DESCRIPTION OF THE TASK: Find every line in the items below that contains the string "target" and copy each of those lines out in full, treating uppercase and lowercase as different.

Contour labeling items:

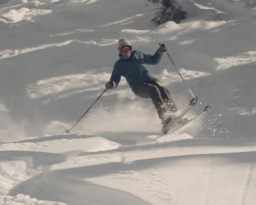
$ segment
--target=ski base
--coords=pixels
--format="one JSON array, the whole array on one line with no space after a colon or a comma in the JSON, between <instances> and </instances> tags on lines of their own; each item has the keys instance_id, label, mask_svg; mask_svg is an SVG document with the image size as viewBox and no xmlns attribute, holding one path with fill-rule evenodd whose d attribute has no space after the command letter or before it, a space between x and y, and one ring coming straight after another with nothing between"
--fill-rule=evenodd
<instances>
[{"instance_id":1,"label":"ski base","mask_svg":"<svg viewBox=\"0 0 256 205\"><path fill-rule=\"evenodd\" d=\"M170 131L170 129L173 127L175 127L177 125L179 125L179 122L182 119L183 116L184 116L187 112L188 112L190 109L196 105L196 103L197 102L197 97L195 97L190 101L189 102L189 104L188 106L182 112L181 112L175 118L174 120L170 122L167 125L164 125L164 128L162 130L162 132L164 134L167 134Z\"/></svg>"},{"instance_id":2,"label":"ski base","mask_svg":"<svg viewBox=\"0 0 256 205\"><path fill-rule=\"evenodd\" d=\"M188 106L188 108L189 107L189 105ZM183 127L185 127L186 125L187 125L188 123L190 122L191 121L195 120L195 119L199 117L200 116L202 116L203 114L207 112L208 111L209 111L211 109L211 106L210 105L207 105L205 106L204 109L199 114L195 116L191 119L187 120L185 122L181 121L181 118L183 117L187 112L189 111L191 108L192 108L191 106L190 107L190 109L188 109L187 108L185 109L184 110L186 111L185 113L183 113L184 112L182 112L181 114L180 114L177 118L176 118L175 120L172 121L171 123L167 125L166 126L164 127L163 129L162 130L162 132L163 134L167 134L167 133L173 133L179 129L180 129ZM181 117L180 116L182 115ZM178 119L178 120L177 119ZM182 123L183 122L183 123Z\"/></svg>"}]
</instances>

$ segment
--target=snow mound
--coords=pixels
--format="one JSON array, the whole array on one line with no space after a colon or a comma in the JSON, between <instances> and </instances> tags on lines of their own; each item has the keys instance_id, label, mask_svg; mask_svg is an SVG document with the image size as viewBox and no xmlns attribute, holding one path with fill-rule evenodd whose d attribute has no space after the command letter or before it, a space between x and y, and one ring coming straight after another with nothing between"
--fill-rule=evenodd
<instances>
[{"instance_id":1,"label":"snow mound","mask_svg":"<svg viewBox=\"0 0 256 205\"><path fill-rule=\"evenodd\" d=\"M38 200L30 198L28 195L18 194L15 196L0 195L0 204L3 205L65 205L66 203L54 201Z\"/></svg>"}]
</instances>

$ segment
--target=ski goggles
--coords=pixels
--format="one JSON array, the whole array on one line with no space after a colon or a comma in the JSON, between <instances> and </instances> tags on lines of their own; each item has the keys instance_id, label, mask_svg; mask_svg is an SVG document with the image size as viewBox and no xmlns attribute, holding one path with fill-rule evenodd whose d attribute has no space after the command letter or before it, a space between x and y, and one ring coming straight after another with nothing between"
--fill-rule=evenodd
<instances>
[{"instance_id":1,"label":"ski goggles","mask_svg":"<svg viewBox=\"0 0 256 205\"><path fill-rule=\"evenodd\" d=\"M126 53L128 51L131 51L132 49L132 46L126 45L123 46L122 46L120 48L120 51L121 53Z\"/></svg>"}]
</instances>

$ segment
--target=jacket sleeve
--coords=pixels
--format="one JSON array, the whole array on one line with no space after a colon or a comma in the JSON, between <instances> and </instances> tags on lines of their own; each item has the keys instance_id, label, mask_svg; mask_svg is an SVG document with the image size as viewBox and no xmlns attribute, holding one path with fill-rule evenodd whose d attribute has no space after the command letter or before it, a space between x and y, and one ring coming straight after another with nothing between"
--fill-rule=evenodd
<instances>
[{"instance_id":1,"label":"jacket sleeve","mask_svg":"<svg viewBox=\"0 0 256 205\"><path fill-rule=\"evenodd\" d=\"M143 63L155 65L159 63L162 59L162 55L160 54L157 51L155 54L152 55L146 54L142 53L143 55Z\"/></svg>"},{"instance_id":2,"label":"jacket sleeve","mask_svg":"<svg viewBox=\"0 0 256 205\"><path fill-rule=\"evenodd\" d=\"M121 79L121 74L119 69L118 69L118 64L116 63L114 65L114 69L112 71L112 74L111 75L110 81L115 82L115 86L114 88L116 88L120 82Z\"/></svg>"}]
</instances>

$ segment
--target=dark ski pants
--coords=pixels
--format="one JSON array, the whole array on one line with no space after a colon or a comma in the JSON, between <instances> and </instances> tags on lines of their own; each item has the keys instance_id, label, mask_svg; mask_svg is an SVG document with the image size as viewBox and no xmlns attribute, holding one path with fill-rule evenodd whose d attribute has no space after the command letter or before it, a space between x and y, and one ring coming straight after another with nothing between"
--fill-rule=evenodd
<instances>
[{"instance_id":1,"label":"dark ski pants","mask_svg":"<svg viewBox=\"0 0 256 205\"><path fill-rule=\"evenodd\" d=\"M136 95L143 98L150 98L156 107L159 118L162 120L164 113L177 111L174 101L169 91L157 80L154 80L150 83L139 85Z\"/></svg>"}]
</instances>

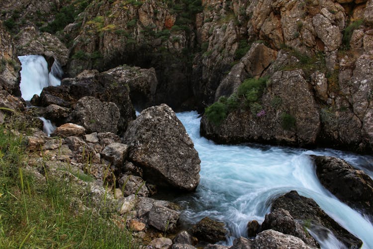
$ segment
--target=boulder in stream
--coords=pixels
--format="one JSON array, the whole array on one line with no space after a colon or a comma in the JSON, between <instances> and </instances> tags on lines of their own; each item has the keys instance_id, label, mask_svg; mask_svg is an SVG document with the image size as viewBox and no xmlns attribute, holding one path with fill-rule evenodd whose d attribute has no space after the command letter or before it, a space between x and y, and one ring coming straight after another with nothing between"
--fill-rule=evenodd
<instances>
[{"instance_id":1,"label":"boulder in stream","mask_svg":"<svg viewBox=\"0 0 373 249\"><path fill-rule=\"evenodd\" d=\"M373 217L373 180L342 159L311 156L321 184L343 202Z\"/></svg>"},{"instance_id":2,"label":"boulder in stream","mask_svg":"<svg viewBox=\"0 0 373 249\"><path fill-rule=\"evenodd\" d=\"M300 196L292 191L275 201L272 211L283 209L289 212L295 219L305 224L310 223L312 226L323 227L329 230L334 236L349 248L360 248L363 242L350 233L325 213L315 201Z\"/></svg>"},{"instance_id":3,"label":"boulder in stream","mask_svg":"<svg viewBox=\"0 0 373 249\"><path fill-rule=\"evenodd\" d=\"M197 187L200 163L198 152L184 126L167 105L142 111L129 124L123 140L130 146L129 160L142 168L147 182L185 191Z\"/></svg>"}]
</instances>

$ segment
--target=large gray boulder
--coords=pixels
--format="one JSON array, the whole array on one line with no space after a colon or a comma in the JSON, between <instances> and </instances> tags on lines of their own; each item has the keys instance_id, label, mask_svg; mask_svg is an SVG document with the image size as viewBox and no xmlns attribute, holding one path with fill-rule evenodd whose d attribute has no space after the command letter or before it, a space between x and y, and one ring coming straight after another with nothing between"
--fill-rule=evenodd
<instances>
[{"instance_id":1,"label":"large gray boulder","mask_svg":"<svg viewBox=\"0 0 373 249\"><path fill-rule=\"evenodd\" d=\"M266 215L261 229L262 231L272 229L298 237L312 247L317 247L318 246L316 241L304 231L302 225L290 215L288 211L282 209L277 209Z\"/></svg>"},{"instance_id":2,"label":"large gray boulder","mask_svg":"<svg viewBox=\"0 0 373 249\"><path fill-rule=\"evenodd\" d=\"M338 199L373 217L373 180L363 170L332 156L311 156L321 184Z\"/></svg>"},{"instance_id":3,"label":"large gray boulder","mask_svg":"<svg viewBox=\"0 0 373 249\"><path fill-rule=\"evenodd\" d=\"M144 179L175 190L192 191L199 182L200 160L184 125L168 106L141 112L124 134L129 160L141 166Z\"/></svg>"},{"instance_id":4,"label":"large gray boulder","mask_svg":"<svg viewBox=\"0 0 373 249\"><path fill-rule=\"evenodd\" d=\"M88 132L118 131L120 113L112 102L101 102L93 97L84 97L78 102L72 115Z\"/></svg>"}]
</instances>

EXERCISE OUTPUT:
--target=ski base
--target=snow mound
--target=ski goggles
--target=jacket sleeve
--target=dark ski pants
--target=boulder in stream
--target=large gray boulder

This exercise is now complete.